*Record extracts*
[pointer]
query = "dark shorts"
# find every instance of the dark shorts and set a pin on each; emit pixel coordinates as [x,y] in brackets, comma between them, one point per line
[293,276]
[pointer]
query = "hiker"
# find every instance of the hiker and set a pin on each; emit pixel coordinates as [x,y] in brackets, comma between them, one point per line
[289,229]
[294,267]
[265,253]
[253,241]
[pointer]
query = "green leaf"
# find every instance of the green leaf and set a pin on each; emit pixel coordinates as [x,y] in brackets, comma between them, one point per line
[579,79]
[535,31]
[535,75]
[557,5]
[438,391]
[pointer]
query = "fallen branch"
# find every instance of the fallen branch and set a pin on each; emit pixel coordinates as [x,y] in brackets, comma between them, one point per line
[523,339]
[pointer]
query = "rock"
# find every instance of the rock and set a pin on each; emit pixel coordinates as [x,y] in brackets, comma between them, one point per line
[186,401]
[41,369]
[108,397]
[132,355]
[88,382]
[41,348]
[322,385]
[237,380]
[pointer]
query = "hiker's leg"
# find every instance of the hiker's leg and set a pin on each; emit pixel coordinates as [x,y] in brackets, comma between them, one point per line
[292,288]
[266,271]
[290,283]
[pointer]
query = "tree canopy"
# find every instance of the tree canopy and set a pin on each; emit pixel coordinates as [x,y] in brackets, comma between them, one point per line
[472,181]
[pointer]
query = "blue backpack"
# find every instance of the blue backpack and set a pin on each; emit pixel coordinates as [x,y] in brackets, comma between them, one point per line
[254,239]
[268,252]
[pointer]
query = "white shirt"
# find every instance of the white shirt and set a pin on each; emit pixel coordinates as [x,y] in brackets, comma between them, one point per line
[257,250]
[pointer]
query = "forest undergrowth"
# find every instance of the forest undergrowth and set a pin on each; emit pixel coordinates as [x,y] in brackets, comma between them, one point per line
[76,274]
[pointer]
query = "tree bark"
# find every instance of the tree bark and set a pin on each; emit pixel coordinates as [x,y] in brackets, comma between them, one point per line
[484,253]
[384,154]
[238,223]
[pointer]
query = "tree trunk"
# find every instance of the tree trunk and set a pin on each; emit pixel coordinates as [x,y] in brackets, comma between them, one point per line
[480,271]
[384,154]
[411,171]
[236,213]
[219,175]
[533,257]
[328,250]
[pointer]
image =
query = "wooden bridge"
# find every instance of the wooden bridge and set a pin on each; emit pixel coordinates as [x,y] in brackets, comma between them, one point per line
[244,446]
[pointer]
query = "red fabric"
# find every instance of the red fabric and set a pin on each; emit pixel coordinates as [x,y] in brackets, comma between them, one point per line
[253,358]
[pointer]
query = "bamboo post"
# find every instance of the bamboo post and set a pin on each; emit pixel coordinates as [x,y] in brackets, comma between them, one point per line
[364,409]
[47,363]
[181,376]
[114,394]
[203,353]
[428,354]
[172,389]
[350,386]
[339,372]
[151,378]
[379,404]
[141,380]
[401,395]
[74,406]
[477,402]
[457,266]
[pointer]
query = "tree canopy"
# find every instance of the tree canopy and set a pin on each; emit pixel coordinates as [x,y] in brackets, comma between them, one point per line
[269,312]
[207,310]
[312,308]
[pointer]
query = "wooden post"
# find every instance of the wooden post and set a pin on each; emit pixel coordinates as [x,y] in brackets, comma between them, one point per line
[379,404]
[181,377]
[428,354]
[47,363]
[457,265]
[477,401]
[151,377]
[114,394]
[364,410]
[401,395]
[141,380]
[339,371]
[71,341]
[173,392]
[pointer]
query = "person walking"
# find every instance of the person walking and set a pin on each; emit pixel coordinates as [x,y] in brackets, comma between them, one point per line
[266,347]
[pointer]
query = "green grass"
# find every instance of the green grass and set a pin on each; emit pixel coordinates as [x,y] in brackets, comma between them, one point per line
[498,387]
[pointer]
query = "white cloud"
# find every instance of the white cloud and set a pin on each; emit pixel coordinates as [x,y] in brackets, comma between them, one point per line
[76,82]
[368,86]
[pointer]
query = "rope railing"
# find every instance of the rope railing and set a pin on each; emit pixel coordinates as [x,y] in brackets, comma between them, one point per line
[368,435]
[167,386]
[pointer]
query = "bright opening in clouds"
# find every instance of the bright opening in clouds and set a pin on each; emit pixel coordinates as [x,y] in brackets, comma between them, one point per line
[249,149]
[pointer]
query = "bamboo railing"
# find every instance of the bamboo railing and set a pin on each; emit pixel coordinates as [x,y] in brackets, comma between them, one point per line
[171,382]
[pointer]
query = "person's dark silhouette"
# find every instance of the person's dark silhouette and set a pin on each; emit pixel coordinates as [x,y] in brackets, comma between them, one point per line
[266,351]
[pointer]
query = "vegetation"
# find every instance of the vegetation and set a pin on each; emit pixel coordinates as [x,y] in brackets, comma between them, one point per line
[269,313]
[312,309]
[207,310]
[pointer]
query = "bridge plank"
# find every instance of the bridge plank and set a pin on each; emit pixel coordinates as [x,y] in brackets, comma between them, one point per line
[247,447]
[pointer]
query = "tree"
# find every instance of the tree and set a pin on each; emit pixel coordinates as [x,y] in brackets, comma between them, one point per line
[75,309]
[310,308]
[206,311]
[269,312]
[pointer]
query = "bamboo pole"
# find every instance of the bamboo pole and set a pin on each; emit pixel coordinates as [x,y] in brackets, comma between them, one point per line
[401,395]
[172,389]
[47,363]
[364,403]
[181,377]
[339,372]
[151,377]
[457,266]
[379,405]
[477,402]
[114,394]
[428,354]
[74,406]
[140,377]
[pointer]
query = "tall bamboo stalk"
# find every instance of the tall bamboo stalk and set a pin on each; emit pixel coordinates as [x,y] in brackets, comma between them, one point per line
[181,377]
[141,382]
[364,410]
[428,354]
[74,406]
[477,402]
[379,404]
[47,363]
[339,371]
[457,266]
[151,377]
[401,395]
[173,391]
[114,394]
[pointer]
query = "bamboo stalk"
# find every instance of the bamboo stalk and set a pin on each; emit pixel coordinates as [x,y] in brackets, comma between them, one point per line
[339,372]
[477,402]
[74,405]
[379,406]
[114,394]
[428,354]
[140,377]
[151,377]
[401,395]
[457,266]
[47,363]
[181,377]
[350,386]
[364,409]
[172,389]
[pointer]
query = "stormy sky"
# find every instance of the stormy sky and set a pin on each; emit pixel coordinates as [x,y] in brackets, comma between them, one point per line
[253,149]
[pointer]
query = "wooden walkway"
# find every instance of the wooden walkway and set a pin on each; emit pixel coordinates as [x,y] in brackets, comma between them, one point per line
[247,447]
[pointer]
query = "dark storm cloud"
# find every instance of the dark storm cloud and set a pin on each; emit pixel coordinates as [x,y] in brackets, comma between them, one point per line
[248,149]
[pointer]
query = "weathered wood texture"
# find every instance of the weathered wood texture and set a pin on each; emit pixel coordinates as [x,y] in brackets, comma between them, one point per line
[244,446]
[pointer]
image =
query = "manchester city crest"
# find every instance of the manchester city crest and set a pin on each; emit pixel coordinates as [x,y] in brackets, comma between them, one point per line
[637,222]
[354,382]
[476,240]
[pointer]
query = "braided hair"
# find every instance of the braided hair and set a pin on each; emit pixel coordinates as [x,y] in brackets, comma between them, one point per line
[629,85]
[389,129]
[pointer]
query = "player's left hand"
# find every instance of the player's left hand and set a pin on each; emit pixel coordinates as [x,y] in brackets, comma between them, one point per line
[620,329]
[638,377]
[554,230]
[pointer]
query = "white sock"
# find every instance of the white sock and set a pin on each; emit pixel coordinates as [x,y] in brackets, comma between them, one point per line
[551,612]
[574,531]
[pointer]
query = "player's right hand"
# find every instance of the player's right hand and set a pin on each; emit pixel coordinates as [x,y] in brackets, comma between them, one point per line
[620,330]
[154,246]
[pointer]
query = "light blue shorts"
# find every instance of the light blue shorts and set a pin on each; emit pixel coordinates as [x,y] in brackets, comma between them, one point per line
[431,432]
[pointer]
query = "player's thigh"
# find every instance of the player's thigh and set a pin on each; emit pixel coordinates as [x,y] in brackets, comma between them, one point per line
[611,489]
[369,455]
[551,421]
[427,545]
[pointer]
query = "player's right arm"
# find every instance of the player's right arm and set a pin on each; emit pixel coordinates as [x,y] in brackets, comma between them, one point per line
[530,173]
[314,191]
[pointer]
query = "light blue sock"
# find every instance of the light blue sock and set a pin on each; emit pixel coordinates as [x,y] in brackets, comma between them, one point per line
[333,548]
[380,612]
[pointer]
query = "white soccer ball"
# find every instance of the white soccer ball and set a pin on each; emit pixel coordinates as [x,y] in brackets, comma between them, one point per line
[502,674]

*Objective*
Locate every line in the rows above that contains the string "forest" and copy each such line out in full.

*Expected answer*
query = "forest undergrowth"
# find every instance of the forest undergrowth and set a pin on each; emit pixel coordinates as [x,y] in brackets, comma between them, one point per line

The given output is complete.